What is required ▸ In the Avro commit notice, retype everything from "Repository: avro" down to "old reader.".

Selected excerpt ▸
You are viewing a plain text version of this content. The canonical link for it is here.
Posted to commits@avro.apache.org by bl...@apache.org on 2016/09/12 16:08:21 UTC

avro git commit: AVRO-1873: Add CRC32 checksum to Snappy-compressed blocks.

Repository: avro
Updated Branches:
  refs/heads/master 4c992a587 -> 832512edc


AVRO-1873: Add CRC32 checksum to Snappy-compressed blocks.

Java and other implementations require this CRC32 checksum of the
uncompressed content in order to read the data. This implements the
checksum, with backward-compatibility for files written by old versions
of avro-ruby. If the checksum doesn't match or if decompression fails
with the last 4 bytes removed as the checksum, avro-ruby will decompress
the incoming bytes and pass them on assuming that the file is from an
old reader.

Closes #121.

Listing ▸
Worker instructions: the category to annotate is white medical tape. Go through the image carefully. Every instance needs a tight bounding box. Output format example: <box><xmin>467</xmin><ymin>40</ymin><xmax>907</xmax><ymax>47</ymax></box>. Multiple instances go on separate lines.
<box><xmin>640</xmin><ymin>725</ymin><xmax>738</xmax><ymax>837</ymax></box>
--
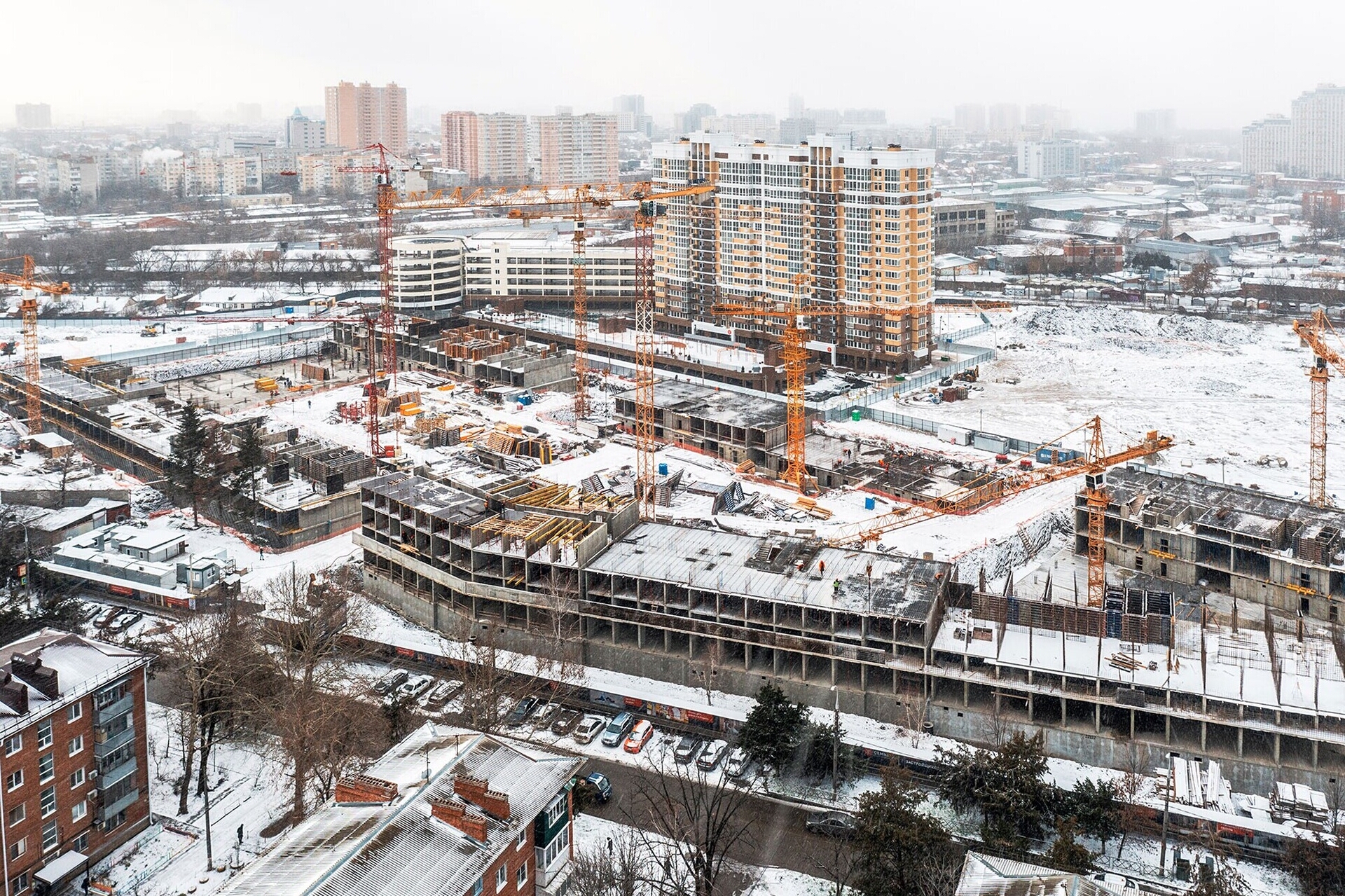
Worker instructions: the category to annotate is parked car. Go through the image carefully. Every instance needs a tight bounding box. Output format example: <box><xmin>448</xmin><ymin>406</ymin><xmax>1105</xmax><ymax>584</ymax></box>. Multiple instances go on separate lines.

Task answer ▸
Repository: avro
Updated Branches:
  refs/heads/master 4c992a587 -> 832512edc


AVRO-1873: Add CRC32 checksum to Snappy-compressed blocks.

Java and other implementations require this CRC32 checksum of the
uncompressed content in order to read the data. This implements the
checksum, with backward-compatibility for files written by old versions
of avro-ruby. If the checksum doesn't match or if decompression fails
with the last 4 bytes removed as the checksum, avro-ruby will decompress
the incoming bytes and pass them on assuming that the file is from an
old reader.